> [Belge metni]:
'''

Yunanistan’ın Kıbrıs sorununda yapabileceği hiçbir şey yoktur. Ama Yunan siyasiler de akıllarını başlarına almayarak Rumlara umut pompalıyorlar.
Yunanistan Başbakanı Miçotakis, ikinci Kıbrıs ziyaretinde de Rumlara umut pompaladı. Kıbrıs gerçeğini at gözlükleriyle görüyorlar veya görmek istemiyorlar.
Gerek Yunanistan Başbakanı, gerekse Kıbrıs Rumları Cumhurbaşkanı buluşmalarında, nedense bazı ifadeler kullandılar.
“İki ülke arasında nifak tohumları ekme” meselesi...
Hristodulidis şöyle diyor Rum-Yunan ilişkilerine dair.
“Güney Kıbrıs, Kıbrıs sorununda üstlendiği inisiyatif nedeniyle, iki ülke arasındaki ilişkilere nifak tohumları ekmeye çalışmasına rağmen Yunanistan tarafından tam destek almaktayız.”
Ben bu ifadelerden Rumların yeni bir iç parçalanma veya cepheleşme havası seziyorum. Hristodulidis’le Miçotakis bu ifadeleri neden kullandılar?
Yunanistan’a kızgın olan bir zümrenin artık Yunanistan’a güvenlerinin kalmamasından mı kaynaklanıyor bu görüşler? Yakında kokusu çıkacak.
Bazı Rumların Yunanistan’a olan kızgınlığı, herhalde Londra ve Zürih anlaşmaları Türkiye gibi adaya müdahale etmemesinden olsa gerek. Veya adanın bölünmüşlüğünden kaynaklanan göçmenliklerinden. Hatta mal kayıplarından.
Daha da öteye gidelim...
15 Temmuz 194 Makarios darbesinin mimarının o zamanki Yunan Cuntası’nın olması mı?
Her ne ise. Mutlaka bu işin de kokusu çıkacak.
Bir de Hristodulidis’in bu görüşmede kullandığı bir başka ifade vardır Kıbrıs sorununa ilişkin.
Mitçotakis’le Hristodulidis’in müşterek görüşü olarak girdi habere...
“Kıbrıs sorunundaki çıkmazı nasıl aşabiliriz...”

'''

> [Görev talimatları]:
(A) Kıbrıs sorunu ve Yunanistan üzerine yazıyı iki cümleyle özetleyin.
(B) Kıbrıs sorunu üzerine yazıyı son cümleden sonrasıyla sürdürün.

> [Veriler]:
'''

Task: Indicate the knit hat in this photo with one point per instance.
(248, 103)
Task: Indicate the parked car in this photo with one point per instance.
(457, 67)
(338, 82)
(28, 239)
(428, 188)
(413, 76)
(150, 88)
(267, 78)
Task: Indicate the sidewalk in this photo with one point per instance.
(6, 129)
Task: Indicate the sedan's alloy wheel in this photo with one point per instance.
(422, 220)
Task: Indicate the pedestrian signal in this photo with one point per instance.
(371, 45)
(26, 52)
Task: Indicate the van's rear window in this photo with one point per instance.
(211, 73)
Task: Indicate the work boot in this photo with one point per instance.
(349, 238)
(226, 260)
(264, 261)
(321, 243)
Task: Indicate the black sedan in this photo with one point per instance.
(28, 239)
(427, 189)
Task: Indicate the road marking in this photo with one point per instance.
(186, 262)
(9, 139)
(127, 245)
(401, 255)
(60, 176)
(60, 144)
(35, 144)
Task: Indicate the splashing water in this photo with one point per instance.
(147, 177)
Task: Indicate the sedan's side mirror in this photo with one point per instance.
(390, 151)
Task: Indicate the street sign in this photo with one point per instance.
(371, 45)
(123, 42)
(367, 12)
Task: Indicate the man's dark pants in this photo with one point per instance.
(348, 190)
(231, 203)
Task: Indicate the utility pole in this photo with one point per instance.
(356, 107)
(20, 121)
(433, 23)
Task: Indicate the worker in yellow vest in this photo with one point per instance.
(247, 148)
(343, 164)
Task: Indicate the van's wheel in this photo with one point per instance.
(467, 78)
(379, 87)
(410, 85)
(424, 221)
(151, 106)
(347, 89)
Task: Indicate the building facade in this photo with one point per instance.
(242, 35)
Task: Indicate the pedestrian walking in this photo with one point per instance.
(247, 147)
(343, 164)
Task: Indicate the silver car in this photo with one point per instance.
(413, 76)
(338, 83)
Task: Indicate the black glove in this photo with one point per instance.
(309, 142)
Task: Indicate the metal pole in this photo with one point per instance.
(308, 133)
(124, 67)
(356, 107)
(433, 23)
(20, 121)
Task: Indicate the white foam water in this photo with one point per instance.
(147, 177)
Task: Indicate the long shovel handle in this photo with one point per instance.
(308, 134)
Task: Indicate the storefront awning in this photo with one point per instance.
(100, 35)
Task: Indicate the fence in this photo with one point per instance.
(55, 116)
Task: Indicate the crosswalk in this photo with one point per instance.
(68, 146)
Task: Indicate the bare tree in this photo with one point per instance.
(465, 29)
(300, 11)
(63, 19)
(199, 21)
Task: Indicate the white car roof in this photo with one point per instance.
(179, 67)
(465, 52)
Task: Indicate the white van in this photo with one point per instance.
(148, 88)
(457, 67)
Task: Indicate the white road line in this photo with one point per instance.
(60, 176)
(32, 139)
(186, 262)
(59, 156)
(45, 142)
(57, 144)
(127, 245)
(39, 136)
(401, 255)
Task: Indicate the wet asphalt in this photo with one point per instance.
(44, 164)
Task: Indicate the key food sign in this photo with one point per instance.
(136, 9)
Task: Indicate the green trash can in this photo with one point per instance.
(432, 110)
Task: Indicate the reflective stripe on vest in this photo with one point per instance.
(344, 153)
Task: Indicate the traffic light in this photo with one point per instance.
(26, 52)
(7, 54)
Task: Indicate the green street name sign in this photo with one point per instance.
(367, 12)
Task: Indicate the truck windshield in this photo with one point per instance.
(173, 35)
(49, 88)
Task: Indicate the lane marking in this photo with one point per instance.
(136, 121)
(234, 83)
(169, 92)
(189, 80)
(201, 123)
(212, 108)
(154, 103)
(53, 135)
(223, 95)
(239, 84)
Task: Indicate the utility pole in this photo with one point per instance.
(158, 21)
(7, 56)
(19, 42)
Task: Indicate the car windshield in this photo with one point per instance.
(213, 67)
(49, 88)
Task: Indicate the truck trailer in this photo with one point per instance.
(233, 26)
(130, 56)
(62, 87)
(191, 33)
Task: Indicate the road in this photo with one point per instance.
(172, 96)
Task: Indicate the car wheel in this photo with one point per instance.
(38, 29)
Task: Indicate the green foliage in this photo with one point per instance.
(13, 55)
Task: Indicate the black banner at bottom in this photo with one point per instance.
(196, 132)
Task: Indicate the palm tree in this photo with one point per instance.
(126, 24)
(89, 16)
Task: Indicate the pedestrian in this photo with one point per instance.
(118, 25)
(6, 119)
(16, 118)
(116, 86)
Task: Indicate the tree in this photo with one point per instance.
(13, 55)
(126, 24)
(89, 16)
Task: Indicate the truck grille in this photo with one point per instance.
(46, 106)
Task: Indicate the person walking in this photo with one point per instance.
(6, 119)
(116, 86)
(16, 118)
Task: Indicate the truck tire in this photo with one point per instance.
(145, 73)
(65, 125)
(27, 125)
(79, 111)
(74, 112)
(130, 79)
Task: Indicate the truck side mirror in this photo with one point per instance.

'''

> [Görev çıktıları]:
(A) Yazar, Yunanistan'ın Kıbrıs sorununda yapabileceği hiçbir şey olmadığını, buna rağmen Yunan siyasilerin, ikinci Kıbrıs ziyaretindeki Başbakan Miçotakis de dahil, Rumlara umut pompaladığını savunuyor. Hristodulidis ile Miçotakis'in buluşmasında iki ülke arasında nifak tohumları ekme meselesine değinen ifadelerden yazar, Rumlarda yeni bir iç parçalanma veya cepheleşme havası seziyor ve bu görüşlerin Yunanistan'a kızgın bir zümrenin güven kaybından kaynaklanıp kaynaklanmadığını soruyor.

(B)
Kıbrıs meselesinde kaç tane BM Genel Sekreteri ve temsilci eskitildi, ben hesabını unuttum. Ama onların “çıkmaz” diye nitelendirdikleri sorun bir türlü bitmedi.
Yıllarca Denktaş-Klerides görüşmeleri sürdü gitti ama onların çıkmaz dedikleri Kıbrıs sorunu daha da çıkma bir hal aldı. O çıkmaz da, herhalde Denktaş’tan kaynaklanmıyordu.
Denktaş da, Kleridis de bu dünyadan göçtüler ama Kıbrıs meselesi, atadan toruna kalan bir miras gibi bir hal aldı.
Ben şahsen Kıbrıs sorununda biz Türkler açısından herhangi bir çıkmaz görmüyorum. Çünkü bütün yollar denendi ve Rumlara göre o “çıkmaz” başka bir şekil aldı.
O da KKTC Cumhurbaşkanı ve TC Cumhurbaşkanlarının ortaya koydukları yan yana egemen ve birbirini tanıyan iki eşit devlet temelindeki çözümdür.
Lakin Rumlar bunca yaşananlara rağmen hala daha hayal peşindedirler. Hata Yunanistan siyasileri de hayal peşindedirler.
Mitçotakis açıklamalarında, “emellerinin Kıbrıs’taki işgalin sona ermesidir” dedi.
Hala daha dolap beygiri gibi dönüp duruyorlar aynı yerde.
Adada, bunca savaşlardan ve yaşananlardan sonra Türk askeri adadan gitmez. Hem Türk askerinin adadaki varlığı işgal değil, antlaşmalardan doğan bir harekettir.
Kıbrıs “çıkmazı” nasıl çözümlenecek Allah aşkına?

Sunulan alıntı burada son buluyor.